▶ **Material provided**:
_ _ _

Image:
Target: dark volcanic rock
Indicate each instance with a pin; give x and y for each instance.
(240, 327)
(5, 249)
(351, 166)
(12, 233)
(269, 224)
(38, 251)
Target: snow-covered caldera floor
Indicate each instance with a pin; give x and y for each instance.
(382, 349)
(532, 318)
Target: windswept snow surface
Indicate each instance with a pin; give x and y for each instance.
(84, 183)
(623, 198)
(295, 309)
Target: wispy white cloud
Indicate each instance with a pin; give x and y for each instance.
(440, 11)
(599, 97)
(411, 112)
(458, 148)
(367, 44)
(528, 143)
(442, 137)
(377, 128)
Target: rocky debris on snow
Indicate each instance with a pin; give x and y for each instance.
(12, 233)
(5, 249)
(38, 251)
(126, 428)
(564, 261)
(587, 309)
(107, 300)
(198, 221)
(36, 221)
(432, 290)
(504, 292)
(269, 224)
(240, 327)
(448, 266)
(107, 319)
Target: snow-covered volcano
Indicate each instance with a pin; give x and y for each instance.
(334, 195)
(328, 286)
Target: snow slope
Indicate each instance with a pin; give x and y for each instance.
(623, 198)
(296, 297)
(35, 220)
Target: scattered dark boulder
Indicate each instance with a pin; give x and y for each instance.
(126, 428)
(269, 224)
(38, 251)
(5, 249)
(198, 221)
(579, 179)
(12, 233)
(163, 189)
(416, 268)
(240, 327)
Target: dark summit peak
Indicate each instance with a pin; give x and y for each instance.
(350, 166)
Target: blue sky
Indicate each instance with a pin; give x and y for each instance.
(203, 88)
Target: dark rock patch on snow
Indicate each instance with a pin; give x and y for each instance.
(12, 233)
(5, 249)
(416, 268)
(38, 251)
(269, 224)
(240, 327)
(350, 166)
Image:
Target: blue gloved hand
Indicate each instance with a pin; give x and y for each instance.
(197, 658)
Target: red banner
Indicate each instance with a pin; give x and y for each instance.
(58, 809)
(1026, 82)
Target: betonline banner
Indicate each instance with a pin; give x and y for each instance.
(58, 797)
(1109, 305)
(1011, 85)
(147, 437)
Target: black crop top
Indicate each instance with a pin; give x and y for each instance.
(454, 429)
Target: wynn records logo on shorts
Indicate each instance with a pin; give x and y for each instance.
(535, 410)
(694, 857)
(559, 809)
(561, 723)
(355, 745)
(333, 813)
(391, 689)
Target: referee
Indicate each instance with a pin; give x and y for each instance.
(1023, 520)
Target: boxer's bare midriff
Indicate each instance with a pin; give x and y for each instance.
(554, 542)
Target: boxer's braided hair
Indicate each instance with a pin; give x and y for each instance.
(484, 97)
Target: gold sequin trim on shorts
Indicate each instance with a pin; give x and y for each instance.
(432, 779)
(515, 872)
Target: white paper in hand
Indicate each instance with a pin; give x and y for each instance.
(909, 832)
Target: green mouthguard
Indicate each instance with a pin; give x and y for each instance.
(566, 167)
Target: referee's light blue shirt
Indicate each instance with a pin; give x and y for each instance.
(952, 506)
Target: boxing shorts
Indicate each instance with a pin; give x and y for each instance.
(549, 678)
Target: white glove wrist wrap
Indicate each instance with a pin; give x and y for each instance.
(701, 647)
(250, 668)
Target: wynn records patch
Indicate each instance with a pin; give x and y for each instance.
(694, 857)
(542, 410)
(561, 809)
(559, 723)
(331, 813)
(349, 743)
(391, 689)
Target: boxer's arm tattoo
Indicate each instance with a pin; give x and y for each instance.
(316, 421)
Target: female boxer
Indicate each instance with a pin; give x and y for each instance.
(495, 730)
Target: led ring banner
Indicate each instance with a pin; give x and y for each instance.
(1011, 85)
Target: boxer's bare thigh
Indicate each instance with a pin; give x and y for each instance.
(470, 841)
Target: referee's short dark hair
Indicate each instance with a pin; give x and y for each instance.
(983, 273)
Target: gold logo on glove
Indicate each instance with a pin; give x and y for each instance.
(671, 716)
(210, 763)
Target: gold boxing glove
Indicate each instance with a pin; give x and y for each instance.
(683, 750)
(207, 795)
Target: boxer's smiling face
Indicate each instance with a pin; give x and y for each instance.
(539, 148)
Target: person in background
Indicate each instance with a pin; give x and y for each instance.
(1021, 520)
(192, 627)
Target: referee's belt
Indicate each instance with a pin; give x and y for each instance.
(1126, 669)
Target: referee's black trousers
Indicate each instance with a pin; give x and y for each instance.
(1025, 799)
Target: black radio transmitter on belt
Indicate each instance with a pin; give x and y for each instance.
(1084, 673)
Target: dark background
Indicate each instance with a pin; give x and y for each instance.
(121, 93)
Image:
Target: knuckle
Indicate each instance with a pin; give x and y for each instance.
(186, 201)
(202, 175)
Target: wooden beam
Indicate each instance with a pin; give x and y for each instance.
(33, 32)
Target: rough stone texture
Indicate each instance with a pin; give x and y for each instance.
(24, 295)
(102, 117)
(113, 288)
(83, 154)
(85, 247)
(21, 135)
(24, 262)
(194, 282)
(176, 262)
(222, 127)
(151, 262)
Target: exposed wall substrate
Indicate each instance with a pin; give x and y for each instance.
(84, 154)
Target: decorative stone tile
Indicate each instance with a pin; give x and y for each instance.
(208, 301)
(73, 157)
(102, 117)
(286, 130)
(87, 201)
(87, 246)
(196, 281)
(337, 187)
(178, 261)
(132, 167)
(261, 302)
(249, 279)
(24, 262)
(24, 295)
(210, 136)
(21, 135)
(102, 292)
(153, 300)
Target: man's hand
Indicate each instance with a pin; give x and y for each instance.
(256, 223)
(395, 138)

_ _ _

▶ **What you will do**: Recast the entries as a two-column CSV with the headers entry_text and answer, one row per entry. Begin at the line that has "Target: person in background" and stop after the line that has "(1126, 669)", quoting every field and turning line breaks into spaces.

▶ **Output below**:
entry_text,answer
"Target: person in background Indicate each instance with a pin; give x and y for each instance.","(1021, 520) (192, 627)"
"Target: referee's belt Indicate each instance with a pin; give x and y for each instance.","(1126, 669)"